For example, many corporate ideologues are called Conservative, but — under the more-precise definitions above — are in fact radical Progressives. Take libertarian Silicon Valley technologists, like Peter Thiel: They constantly speak about abstract, rational ideals, like “Efficiency” “Openness” and “Transparency”; they want to centralize authority in technological experts; they want to “disrupt” every “irrational” practice of today with some more ideal practice of tomorrow; and they have disdain for 1,000+ year old institutions, like the university or face-to-face schooling. They may be opposed to unions, support corporate tax breaks, and want limited government, but they simply don’t have a Conservative temperament when it comes to politics.

#### [What the task asks]
In the passage about Silicon Valley technologists, what are the two examples of 1,000+ year old institutions that the technologists are said to have disdain for?

#### [Supplied data]
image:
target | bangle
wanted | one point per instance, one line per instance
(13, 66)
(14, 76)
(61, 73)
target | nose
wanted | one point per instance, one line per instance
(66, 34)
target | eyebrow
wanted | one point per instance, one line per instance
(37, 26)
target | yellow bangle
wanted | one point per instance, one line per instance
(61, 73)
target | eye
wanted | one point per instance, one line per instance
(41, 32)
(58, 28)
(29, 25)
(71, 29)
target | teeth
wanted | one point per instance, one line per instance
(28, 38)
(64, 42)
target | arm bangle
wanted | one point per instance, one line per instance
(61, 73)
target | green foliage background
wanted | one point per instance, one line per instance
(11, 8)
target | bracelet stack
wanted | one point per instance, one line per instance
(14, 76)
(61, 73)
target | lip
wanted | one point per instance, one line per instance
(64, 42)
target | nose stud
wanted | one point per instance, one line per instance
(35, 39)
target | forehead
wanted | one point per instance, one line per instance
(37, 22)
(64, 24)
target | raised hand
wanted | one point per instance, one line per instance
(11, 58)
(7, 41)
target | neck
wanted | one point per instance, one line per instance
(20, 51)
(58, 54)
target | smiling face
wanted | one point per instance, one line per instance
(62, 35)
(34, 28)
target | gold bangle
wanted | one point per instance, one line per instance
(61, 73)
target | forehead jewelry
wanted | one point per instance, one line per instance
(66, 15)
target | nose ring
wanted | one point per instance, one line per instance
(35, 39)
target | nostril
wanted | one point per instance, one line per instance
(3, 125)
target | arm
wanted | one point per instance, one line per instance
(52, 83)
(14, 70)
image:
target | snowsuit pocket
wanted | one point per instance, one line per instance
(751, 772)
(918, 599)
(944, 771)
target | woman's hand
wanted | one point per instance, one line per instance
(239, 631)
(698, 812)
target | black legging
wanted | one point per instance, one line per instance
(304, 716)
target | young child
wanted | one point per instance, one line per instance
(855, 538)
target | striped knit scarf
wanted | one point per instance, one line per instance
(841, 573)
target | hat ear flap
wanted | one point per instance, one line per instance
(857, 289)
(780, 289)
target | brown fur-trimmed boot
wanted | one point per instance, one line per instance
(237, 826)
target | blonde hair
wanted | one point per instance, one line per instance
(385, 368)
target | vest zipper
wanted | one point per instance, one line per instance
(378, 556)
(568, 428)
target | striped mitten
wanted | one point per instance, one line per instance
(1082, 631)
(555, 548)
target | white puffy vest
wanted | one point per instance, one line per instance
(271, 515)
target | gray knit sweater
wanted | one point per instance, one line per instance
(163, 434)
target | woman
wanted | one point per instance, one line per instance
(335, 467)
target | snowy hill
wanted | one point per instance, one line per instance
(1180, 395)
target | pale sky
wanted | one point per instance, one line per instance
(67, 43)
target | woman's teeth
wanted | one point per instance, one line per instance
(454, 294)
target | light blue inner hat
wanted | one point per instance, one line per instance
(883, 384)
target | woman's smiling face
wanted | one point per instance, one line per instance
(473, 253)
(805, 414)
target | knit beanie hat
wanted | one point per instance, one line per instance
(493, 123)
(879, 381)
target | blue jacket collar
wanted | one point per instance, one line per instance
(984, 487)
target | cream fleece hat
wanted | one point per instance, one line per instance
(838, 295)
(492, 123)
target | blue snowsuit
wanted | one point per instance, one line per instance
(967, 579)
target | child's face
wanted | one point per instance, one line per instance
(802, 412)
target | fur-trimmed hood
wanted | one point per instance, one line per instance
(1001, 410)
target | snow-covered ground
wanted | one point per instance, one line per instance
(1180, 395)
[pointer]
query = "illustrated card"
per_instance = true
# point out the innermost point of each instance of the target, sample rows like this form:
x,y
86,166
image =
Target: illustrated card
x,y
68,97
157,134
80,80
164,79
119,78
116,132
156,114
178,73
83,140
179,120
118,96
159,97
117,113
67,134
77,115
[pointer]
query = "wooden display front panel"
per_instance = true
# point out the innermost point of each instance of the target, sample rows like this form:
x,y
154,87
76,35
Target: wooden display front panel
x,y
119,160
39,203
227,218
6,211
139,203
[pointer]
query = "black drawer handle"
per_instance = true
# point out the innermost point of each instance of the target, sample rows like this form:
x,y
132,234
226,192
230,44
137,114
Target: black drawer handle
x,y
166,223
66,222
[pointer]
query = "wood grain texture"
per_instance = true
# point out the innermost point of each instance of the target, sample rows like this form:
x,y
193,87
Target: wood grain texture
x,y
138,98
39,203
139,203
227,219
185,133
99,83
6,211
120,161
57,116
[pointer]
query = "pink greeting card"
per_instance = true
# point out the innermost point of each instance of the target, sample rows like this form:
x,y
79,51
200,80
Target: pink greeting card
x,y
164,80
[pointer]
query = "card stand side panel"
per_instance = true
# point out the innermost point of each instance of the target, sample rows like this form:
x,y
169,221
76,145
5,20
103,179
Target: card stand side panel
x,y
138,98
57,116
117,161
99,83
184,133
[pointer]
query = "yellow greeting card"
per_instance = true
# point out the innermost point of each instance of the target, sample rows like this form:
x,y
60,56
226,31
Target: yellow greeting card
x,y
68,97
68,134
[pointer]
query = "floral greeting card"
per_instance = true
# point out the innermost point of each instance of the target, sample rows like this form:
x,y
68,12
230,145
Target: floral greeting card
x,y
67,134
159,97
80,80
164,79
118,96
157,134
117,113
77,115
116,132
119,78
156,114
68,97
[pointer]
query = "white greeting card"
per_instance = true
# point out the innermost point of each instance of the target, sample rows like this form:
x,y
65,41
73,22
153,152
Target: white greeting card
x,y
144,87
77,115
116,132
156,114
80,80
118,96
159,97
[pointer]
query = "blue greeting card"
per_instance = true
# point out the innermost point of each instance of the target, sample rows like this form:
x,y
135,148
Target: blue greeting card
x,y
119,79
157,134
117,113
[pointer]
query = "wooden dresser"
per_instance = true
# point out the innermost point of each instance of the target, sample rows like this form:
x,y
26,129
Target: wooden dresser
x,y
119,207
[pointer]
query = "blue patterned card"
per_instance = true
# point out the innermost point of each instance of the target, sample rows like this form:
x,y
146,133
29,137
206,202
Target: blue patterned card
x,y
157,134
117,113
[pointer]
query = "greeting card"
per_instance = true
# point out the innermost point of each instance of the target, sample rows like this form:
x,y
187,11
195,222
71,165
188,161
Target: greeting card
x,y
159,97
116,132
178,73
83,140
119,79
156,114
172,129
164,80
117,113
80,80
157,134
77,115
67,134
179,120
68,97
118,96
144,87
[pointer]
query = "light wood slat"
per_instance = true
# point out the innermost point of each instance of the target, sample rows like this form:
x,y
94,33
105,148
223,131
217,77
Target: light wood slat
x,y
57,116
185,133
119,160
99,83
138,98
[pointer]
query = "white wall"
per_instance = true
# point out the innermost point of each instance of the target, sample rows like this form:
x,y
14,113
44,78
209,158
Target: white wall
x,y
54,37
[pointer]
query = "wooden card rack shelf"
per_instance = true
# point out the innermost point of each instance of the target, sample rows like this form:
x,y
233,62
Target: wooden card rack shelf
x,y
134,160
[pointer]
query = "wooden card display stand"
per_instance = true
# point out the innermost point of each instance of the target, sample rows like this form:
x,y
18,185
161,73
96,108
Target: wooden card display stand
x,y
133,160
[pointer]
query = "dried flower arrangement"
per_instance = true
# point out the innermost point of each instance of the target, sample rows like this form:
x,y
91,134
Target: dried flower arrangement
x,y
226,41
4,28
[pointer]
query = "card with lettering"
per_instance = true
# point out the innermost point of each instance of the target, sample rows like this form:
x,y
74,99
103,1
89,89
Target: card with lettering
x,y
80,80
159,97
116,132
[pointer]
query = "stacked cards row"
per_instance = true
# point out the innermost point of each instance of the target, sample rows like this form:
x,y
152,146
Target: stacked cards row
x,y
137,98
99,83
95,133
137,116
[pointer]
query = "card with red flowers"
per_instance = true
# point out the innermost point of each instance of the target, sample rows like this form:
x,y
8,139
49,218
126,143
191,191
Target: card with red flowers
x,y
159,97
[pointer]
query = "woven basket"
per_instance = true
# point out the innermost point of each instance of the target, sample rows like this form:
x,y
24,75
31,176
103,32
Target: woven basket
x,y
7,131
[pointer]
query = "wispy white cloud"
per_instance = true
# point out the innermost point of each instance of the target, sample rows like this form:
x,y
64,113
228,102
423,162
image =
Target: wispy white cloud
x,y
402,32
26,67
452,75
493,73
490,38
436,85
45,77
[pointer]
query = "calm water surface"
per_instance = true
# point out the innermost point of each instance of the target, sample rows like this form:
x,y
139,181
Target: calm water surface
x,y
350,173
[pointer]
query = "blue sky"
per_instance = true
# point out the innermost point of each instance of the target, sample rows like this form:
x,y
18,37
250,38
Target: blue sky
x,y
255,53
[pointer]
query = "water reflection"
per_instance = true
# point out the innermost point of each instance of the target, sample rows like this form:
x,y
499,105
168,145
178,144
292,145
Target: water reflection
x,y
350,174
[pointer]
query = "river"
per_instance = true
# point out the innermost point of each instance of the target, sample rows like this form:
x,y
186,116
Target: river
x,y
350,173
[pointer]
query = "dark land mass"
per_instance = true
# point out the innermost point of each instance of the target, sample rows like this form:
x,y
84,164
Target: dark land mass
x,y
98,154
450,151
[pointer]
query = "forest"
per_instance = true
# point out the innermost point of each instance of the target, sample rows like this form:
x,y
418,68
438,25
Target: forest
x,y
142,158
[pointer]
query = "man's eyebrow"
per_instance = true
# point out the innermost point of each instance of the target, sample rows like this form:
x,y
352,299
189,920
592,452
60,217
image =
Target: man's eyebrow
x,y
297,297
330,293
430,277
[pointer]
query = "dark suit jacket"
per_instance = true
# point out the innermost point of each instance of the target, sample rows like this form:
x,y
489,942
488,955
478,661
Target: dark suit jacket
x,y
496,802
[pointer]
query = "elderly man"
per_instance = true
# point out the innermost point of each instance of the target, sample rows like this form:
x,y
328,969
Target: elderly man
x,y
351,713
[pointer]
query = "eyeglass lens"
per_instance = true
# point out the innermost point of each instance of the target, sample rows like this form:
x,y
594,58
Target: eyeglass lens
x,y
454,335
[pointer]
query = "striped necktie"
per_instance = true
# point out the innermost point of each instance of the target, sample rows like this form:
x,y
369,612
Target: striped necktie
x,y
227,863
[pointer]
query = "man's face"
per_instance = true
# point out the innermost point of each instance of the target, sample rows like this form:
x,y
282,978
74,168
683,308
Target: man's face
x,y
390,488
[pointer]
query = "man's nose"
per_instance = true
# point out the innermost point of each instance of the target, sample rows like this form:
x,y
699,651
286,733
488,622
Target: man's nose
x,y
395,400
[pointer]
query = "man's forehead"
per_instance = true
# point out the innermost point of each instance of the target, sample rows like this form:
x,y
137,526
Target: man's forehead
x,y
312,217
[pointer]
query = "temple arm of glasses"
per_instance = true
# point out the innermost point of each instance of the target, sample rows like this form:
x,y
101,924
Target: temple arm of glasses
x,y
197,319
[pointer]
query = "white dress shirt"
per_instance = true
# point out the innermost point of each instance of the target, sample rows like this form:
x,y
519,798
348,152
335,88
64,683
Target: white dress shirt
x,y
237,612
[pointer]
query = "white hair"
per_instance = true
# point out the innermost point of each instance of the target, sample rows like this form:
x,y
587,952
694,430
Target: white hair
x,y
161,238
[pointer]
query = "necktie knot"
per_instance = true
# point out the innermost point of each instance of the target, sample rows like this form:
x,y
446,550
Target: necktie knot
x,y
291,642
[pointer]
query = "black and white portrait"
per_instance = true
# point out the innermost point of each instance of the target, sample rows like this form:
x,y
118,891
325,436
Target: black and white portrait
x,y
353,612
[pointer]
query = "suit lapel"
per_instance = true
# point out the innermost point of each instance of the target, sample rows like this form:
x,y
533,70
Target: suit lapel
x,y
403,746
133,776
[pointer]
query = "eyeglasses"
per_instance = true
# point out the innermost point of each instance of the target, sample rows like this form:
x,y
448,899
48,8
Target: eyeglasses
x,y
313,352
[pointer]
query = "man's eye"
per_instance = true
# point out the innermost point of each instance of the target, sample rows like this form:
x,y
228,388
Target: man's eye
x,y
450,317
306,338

#### [Completed exercise]
The university and face-to-face schooling.